**The task:** List all lines in the material below that contain "coffee".
● ● ● ● ● ● ●
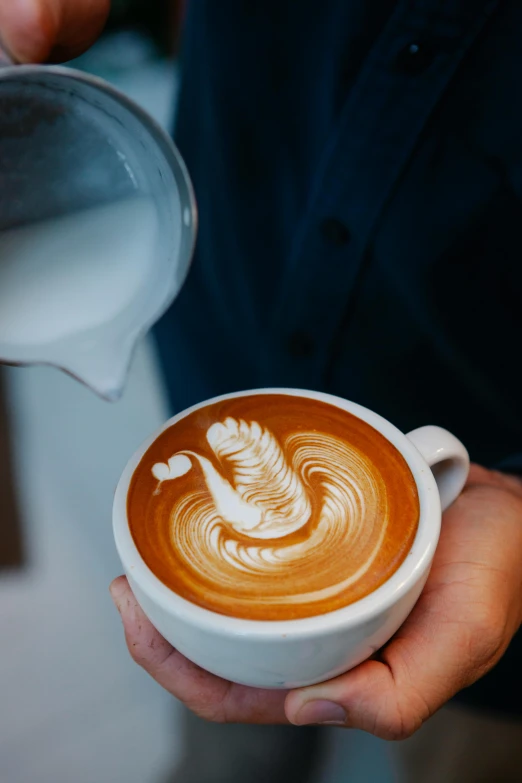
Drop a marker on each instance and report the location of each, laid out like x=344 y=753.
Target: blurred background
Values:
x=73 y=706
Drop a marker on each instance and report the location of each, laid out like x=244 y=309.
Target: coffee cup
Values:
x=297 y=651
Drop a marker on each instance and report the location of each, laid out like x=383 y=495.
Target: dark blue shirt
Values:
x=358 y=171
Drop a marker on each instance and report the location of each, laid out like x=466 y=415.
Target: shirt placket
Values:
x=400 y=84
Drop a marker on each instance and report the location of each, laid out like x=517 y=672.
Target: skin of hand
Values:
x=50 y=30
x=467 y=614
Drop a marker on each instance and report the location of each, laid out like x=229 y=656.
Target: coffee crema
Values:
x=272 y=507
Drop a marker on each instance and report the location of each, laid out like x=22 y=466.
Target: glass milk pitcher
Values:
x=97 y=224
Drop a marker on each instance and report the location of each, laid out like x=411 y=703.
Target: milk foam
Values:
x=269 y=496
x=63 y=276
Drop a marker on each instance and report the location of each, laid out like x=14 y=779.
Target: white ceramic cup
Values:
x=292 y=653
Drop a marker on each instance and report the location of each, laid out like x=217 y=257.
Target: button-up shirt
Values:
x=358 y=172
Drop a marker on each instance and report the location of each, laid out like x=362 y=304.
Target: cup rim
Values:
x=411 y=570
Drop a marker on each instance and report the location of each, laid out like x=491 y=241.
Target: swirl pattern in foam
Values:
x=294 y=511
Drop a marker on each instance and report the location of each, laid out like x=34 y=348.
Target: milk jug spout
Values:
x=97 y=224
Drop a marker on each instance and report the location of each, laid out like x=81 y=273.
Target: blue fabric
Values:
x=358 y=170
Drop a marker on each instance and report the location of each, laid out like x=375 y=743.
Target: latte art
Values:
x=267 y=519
● ● ● ● ● ● ●
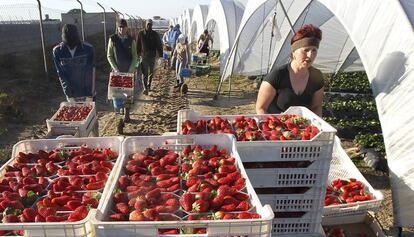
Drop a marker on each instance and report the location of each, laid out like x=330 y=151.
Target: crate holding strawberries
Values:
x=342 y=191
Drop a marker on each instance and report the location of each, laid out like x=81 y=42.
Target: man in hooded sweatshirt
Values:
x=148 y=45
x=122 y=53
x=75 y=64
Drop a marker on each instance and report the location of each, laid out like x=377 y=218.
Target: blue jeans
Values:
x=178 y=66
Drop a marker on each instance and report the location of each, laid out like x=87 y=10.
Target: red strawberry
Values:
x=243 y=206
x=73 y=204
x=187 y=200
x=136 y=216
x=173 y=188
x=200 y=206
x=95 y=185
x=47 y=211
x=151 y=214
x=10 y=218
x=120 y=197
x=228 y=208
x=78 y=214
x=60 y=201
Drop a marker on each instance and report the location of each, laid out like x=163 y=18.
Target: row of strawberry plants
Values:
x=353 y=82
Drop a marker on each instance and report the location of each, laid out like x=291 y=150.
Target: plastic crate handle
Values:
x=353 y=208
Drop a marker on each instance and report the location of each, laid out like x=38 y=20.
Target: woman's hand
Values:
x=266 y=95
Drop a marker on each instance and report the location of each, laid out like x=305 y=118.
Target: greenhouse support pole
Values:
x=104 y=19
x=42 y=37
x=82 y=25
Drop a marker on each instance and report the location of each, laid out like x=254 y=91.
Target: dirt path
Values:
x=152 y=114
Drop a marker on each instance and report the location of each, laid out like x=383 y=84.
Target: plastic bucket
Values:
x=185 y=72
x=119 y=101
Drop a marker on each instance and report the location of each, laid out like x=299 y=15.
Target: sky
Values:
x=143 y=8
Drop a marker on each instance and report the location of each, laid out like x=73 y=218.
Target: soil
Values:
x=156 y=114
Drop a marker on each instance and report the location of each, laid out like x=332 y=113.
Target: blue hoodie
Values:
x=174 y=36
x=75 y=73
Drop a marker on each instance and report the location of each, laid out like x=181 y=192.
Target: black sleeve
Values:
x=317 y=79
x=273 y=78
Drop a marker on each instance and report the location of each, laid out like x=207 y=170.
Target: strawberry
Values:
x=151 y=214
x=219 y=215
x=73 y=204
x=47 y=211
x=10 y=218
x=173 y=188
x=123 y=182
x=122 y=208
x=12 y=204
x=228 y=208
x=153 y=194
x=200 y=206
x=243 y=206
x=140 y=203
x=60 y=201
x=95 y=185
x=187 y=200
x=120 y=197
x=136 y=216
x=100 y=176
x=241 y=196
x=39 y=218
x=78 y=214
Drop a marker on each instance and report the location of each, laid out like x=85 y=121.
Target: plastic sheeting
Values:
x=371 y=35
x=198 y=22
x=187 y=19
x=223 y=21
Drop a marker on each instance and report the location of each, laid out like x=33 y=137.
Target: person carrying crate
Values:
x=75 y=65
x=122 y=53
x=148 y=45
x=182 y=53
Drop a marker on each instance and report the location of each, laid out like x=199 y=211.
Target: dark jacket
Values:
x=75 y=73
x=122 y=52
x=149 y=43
● ● ● ● ● ● ●
**Solution for this exercise:**
Target: coffee cup
Target: coffee crema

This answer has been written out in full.